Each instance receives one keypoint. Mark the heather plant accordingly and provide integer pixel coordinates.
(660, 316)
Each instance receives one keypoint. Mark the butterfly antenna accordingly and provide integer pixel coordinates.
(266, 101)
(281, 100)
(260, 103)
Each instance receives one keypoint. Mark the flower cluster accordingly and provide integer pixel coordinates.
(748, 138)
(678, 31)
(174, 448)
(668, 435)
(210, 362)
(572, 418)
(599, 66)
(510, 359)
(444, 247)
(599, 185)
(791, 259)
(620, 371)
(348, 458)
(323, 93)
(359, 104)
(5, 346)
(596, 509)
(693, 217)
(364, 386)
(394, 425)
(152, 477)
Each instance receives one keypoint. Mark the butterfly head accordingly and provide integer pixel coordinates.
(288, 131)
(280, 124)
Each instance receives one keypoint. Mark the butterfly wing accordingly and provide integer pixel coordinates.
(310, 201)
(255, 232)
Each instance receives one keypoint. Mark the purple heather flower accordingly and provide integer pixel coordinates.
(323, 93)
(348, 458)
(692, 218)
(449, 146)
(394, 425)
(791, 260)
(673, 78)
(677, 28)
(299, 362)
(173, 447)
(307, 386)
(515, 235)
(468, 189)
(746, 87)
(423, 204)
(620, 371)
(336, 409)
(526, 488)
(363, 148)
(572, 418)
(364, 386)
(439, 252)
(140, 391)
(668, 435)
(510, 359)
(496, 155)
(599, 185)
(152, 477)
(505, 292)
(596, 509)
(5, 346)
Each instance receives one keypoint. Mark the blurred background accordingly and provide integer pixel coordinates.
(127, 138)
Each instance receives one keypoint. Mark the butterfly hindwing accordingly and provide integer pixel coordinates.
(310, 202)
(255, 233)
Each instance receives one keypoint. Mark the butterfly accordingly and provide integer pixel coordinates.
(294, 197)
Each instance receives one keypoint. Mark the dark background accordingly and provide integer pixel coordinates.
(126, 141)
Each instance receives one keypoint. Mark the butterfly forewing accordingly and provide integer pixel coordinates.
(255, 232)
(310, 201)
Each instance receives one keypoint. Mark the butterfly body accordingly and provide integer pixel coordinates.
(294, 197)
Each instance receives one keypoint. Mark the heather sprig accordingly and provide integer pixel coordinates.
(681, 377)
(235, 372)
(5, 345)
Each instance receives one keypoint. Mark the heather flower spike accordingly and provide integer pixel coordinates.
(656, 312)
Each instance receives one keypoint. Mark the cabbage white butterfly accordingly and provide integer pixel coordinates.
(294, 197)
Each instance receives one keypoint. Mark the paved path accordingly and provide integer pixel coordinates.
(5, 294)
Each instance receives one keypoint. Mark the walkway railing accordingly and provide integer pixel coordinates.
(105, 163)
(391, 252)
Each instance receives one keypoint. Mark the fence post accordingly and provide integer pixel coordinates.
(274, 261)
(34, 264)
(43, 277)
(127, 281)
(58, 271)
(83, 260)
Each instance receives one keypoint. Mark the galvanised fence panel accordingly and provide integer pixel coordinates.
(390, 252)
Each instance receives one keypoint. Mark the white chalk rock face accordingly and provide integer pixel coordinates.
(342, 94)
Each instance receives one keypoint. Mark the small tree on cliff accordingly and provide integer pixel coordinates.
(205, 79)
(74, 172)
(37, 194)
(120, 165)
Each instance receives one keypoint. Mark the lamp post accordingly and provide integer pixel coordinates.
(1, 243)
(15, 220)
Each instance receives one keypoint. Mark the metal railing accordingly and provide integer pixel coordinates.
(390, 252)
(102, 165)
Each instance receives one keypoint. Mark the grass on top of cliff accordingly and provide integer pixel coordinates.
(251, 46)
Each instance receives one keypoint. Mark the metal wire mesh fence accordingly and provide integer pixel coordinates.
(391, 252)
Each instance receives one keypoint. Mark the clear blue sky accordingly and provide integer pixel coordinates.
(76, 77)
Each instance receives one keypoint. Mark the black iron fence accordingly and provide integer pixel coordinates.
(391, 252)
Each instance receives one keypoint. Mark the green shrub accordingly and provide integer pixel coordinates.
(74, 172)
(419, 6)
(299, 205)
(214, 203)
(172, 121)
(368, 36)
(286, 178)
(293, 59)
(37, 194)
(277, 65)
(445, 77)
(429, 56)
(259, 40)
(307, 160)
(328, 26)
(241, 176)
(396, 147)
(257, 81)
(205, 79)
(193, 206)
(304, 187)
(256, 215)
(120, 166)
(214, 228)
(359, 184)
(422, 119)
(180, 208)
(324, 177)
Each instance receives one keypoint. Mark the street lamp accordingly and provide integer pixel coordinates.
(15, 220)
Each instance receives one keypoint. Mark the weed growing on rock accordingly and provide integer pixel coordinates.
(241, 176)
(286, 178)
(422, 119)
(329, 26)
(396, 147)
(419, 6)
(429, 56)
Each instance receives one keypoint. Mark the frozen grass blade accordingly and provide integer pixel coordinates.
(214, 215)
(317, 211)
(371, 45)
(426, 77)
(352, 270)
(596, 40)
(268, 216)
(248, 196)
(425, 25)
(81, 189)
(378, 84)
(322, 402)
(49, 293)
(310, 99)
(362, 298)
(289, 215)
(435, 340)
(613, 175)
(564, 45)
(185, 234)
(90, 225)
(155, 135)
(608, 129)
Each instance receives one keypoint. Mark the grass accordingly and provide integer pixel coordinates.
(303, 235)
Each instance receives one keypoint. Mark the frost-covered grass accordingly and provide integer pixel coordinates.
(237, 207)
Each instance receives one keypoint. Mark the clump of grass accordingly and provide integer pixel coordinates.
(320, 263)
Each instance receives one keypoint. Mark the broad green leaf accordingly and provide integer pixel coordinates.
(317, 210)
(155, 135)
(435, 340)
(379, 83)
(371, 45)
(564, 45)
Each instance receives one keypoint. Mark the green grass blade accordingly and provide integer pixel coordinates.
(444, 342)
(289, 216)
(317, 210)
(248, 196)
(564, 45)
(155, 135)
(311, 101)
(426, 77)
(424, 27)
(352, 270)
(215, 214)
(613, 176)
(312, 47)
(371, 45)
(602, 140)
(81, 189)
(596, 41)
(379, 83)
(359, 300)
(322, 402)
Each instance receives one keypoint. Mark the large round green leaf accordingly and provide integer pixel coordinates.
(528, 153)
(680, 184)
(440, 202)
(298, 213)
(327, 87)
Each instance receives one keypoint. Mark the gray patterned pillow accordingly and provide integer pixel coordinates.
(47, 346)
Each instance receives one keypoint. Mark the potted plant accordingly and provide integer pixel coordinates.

—————

● Aim of the task
Each record must be output exactly, with none omitted.

● Result of this exercise
Each instance receives one keypoint. Mark the heather plant accordingly and provide integer pixel coordinates.
(660, 316)
Each instance receives one keypoint. Mark the butterfly antenna accordingly and provide integer pixel coordinates.
(266, 101)
(281, 100)
(260, 103)
Each instance receives one keypoint. Mark the flower cluster accordingly and provide integer pixel coordinates.
(748, 138)
(678, 31)
(174, 448)
(668, 435)
(210, 362)
(572, 418)
(599, 66)
(510, 359)
(444, 247)
(599, 185)
(791, 259)
(620, 371)
(348, 458)
(323, 93)
(359, 104)
(5, 346)
(596, 509)
(693, 217)
(364, 386)
(394, 425)
(152, 477)
Each instance receives one keypoint. Mark the butterfly head accordingly and provide integer pixel coordinates.
(288, 131)
(280, 124)
Each instance receives one keypoint. Mark the butterfly wing accordingly and provide integer pixel coordinates.
(310, 201)
(255, 232)
Each instance receives one keypoint. Mark the purple heather flower accordingly and provide integer pixel coordinates.
(323, 93)
(348, 458)
(692, 218)
(449, 146)
(394, 425)
(791, 260)
(673, 78)
(677, 28)
(299, 362)
(173, 447)
(307, 386)
(515, 235)
(468, 189)
(746, 87)
(423, 204)
(620, 371)
(336, 409)
(526, 488)
(363, 148)
(572, 418)
(364, 386)
(439, 252)
(140, 391)
(668, 435)
(510, 359)
(496, 155)
(599, 185)
(152, 477)
(505, 292)
(596, 509)
(5, 346)
Each instance receives one keypoint. Mark the blurred background accordingly and provide integer pixel coordinates.
(127, 138)
Each instance receives one keypoint. Mark the butterfly hindwing accordingly and provide integer pixel coordinates.
(310, 202)
(255, 233)
Each instance receives one keypoint. Mark the butterfly accordingly and provide integer pixel coordinates.
(294, 197)
Each instance receives one keypoint. Mark the dark background accordingly and provide integer pixel coordinates.
(126, 141)
Each instance receives one keypoint. Mark the butterfly forewing accordingly and provide integer pixel coordinates.
(255, 232)
(310, 201)
Each instance receives one keypoint. Mark the butterfly body accordingly and provide integer pixel coordinates.
(294, 197)
Each instance receives one keypoint. Mark the heather sprig accordingly and provide integer pixel coordinates.
(681, 377)
(235, 372)
(5, 345)
Each instance receives one keypoint. Mark the heather flower spike accordingly and provide integer pixel coordinates.
(656, 312)
Each instance receives one keypoint. Mark the cabbage white butterfly accordingly and provide integer pixel coordinates.
(294, 197)
Each instance receives one keypoint. Mark the paved path accordingly and provide integer pixel coordinates.
(5, 294)
Each instance receives one keypoint. Mark the walkway railing accordingly and provide integer pixel coordinates.
(105, 163)
(391, 252)
Each instance receives one keypoint. Mark the fence post accordingly and provide integer pixel coordinates.
(274, 261)
(34, 264)
(43, 277)
(127, 281)
(58, 271)
(83, 260)
Each instance receives one keypoint. Mark the galvanised fence panel accordingly and provide integer pixel coordinates.
(390, 252)
Each instance receives one keypoint. Mark the white chalk rock face accordingly and provide integer pixel coordinates.
(342, 94)
Each instance receives one keypoint. Mark the small tree on cliff accordingly and provide integer pixel coordinates.
(205, 79)
(74, 172)
(37, 194)
(120, 165)
Each instance receives one keypoint. Mark the lamp post accordingly and provide integer pixel coordinates.
(1, 243)
(15, 220)
Each instance receives one keypoint. Mark the metal railing accordingly and provide integer pixel coordinates.
(390, 252)
(102, 165)
Each instance receives one keypoint. Mark the grass on top of cliff accordingly and provide integer pixel coordinates.
(251, 46)
Each instance receives one keypoint. Mark the metal wire mesh fence accordingly and provide integer pixel coordinates.
(391, 252)
Each instance receives one keypoint. Mark the clear blue sky accordingly and provide integer pixel coordinates.
(76, 77)
Each instance receives one keypoint. Mark the black iron fence accordingly and provide integer pixel coordinates.
(391, 252)
Each instance receives one keypoint. Mark the green shrub accordingly and provide integer pixel coordinates.
(74, 172)
(419, 6)
(299, 205)
(214, 203)
(172, 121)
(368, 36)
(286, 178)
(293, 59)
(37, 194)
(277, 65)
(445, 77)
(429, 56)
(259, 40)
(307, 160)
(328, 26)
(241, 176)
(396, 147)
(257, 81)
(205, 79)
(193, 206)
(304, 187)
(256, 215)
(120, 166)
(214, 228)
(359, 184)
(422, 119)
(180, 208)
(324, 177)
Each instance receives one keypoint. Mark the street lamp accordingly and provide integer pixel coordinates.
(15, 220)
Each instance receives one keypoint. Mark the weed growing on rock accordingly and provide integer pixel coordinates.
(241, 176)
(286, 178)
(422, 119)
(329, 26)
(396, 147)
(419, 6)
(429, 56)
Each instance receives one keypoint. Mark the frozen grass blade accordingly and provide integer pixel coordinates.
(214, 215)
(317, 211)
(371, 45)
(426, 77)
(352, 270)
(596, 40)
(268, 216)
(248, 196)
(425, 25)
(81, 189)
(378, 84)
(322, 402)
(49, 293)
(310, 99)
(362, 298)
(289, 215)
(435, 340)
(613, 175)
(564, 45)
(185, 234)
(90, 225)
(155, 135)
(608, 129)
Each instance receives one keypoint. Mark the grass accordingly and provide integer pixel coordinates.
(303, 235)
Each instance receives one keypoint. Mark the frost-covered grass accordingly and provide integer pixel coordinates.
(237, 207)
Each instance receives one keypoint. Mark the clump of grass accordingly and provide integer pixel coordinates.
(320, 263)
Each instance receives one keypoint. Mark the broad green leaf accordingly and provide integer pixel coordinates.
(317, 210)
(155, 135)
(435, 340)
(379, 83)
(371, 45)
(564, 45)
Each instance receives one keypoint. Mark the green grass blade accordingly and provide integer pixel coordinates.
(444, 342)
(289, 216)
(317, 210)
(248, 196)
(564, 45)
(155, 135)
(311, 101)
(426, 77)
(424, 27)
(352, 270)
(215, 214)
(613, 176)
(312, 47)
(371, 45)
(602, 140)
(81, 189)
(596, 41)
(379, 83)
(359, 300)
(322, 402)
Each instance receives one keypoint. Mark the large round green leaf accordingly and provide integer pixel coordinates.
(528, 153)
(680, 184)
(440, 202)
(298, 213)
(327, 87)
Each instance receives one keypoint. Mark the gray patterned pillow accordingly and provide integer pixel coordinates.
(47, 346)
Each instance receives one keypoint. Mark the potted plant accordingly and provide integer pixel coordinates.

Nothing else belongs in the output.